YOUR INSTRUCTIONS - Repeat the whole listing exactly.

▼

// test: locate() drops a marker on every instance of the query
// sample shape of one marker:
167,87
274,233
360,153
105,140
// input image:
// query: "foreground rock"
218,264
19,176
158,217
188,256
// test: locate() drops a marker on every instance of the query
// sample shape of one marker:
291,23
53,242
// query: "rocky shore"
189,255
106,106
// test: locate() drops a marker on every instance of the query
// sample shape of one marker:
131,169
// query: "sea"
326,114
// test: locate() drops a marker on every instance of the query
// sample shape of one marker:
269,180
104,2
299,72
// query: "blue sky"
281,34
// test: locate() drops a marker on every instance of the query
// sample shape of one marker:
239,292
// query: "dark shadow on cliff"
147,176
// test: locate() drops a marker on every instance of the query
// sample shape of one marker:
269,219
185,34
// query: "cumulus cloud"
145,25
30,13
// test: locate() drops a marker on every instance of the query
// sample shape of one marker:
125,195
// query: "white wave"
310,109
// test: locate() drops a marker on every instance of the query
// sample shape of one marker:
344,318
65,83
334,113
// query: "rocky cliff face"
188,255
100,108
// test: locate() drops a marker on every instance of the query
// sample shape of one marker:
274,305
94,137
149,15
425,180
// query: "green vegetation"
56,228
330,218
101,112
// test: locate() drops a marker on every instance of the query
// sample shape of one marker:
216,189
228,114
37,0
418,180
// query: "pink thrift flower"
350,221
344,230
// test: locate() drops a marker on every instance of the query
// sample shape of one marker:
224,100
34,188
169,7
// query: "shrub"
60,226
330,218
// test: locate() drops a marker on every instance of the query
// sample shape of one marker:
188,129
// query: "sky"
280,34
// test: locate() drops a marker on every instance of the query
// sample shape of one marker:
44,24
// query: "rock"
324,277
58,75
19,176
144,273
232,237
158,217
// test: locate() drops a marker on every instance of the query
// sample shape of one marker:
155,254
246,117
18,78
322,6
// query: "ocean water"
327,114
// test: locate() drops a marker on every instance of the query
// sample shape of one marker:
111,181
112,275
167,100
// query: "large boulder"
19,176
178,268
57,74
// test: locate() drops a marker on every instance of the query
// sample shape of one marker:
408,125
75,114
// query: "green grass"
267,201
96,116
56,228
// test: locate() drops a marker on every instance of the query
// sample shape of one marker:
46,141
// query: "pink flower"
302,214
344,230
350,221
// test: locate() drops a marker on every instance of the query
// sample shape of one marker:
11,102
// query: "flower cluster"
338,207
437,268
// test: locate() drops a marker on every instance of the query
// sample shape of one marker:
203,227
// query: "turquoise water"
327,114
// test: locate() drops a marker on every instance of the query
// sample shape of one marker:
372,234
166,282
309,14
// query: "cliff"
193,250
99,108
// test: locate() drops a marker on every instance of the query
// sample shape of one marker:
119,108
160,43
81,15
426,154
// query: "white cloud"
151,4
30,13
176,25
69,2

▲

OUTPUT OF THE TASK -
// test: locate() drops a marker on every instance of the query
// sample shape of one marker:
167,87
274,233
360,153
105,140
// input image:
// query: "foreground rock"
218,264
19,176
158,217
188,256
// test: locate() drops a marker on every instance of the query
// sample shape of one marker:
291,23
53,242
// query: "rocky shore"
189,255
106,106
// test: locate() drops a marker on every instance of the query
// sample shape of one marker:
131,169
// query: "sea"
326,114
// test: locate() drops a marker on every instance of the query
// sample shape of one marker:
269,180
104,2
299,72
// query: "blue sky"
281,34
// test: locate() drops a marker on every instance of the query
// sample shape of one marker:
239,292
// query: "dark shadow on cliff"
147,176
// test: locate() drops a marker on every instance of the query
// sample shape of one marker:
269,219
185,34
// query: "cumulus cloud"
145,25
30,13
// test: locate() drops a marker on every instance of the query
// sample shape of one marker:
125,195
// query: "white wave"
310,109
// test: locate() drops a marker on every instance of the query
// sample shape of one marker:
344,318
65,83
334,113
// query: "rocky cliff face"
188,255
100,108
// test: locate() drops a marker on every instance of the query
// sample shape of one marker:
274,305
94,137
149,15
425,180
// query: "green vegetation"
56,228
330,218
101,112
// test: locate() drops a marker on every instance of the query
// sample shape of one marker:
216,189
228,114
37,0
418,180
// query: "pink thrift flower"
350,221
344,230
// test: locate() drops a marker on every instance of the query
// sample shape of one marker:
224,100
34,188
169,7
// query: "shrub"
60,226
330,218
// test: locate() drops a marker on every instance of the query
// sample shape of one marker:
188,129
// query: "sky"
280,34
// test: locate() drops a marker on every instance of the query
// sample shape of one marker:
44,24
// query: "rock"
324,277
58,75
19,176
144,273
232,237
158,217
// test: locate() drops a marker on every instance of the query
// sample shape of one marker:
155,254
246,117
18,78
322,6
// query: "ocean water"
327,114
// test: locate() drops a marker on every instance of the query
// sample shape of one marker:
111,181
112,275
167,100
// query: "large boulder"
19,176
178,268
57,74
// test: locate() drops a marker on every instance of the query
// sample shape of one marker:
408,125
75,114
// query: "green grass"
267,201
96,116
56,228
// test: locate() drops a marker on every instance of the query
// sample shape of one marker:
46,141
// query: "pink flower"
302,214
344,230
350,221
// test: locate() drops a marker on every instance of the query
// sample shape of one marker:
11,102
// query: "flower cluster"
338,207
437,268
// test: locate() drops a marker on every instance of the query
// sample shape of one marker:
203,227
// query: "turquoise water"
327,114
// test: locate() drops a marker on every instance of the query
// sample shape of one marker:
372,234
166,282
309,14
// query: "cliff"
193,250
99,108
// test: locate() drops a marker on every instance of the query
// sample shape of one marker:
119,108
160,43
81,15
426,154
// query: "white cloud"
151,4
30,13
176,25
69,2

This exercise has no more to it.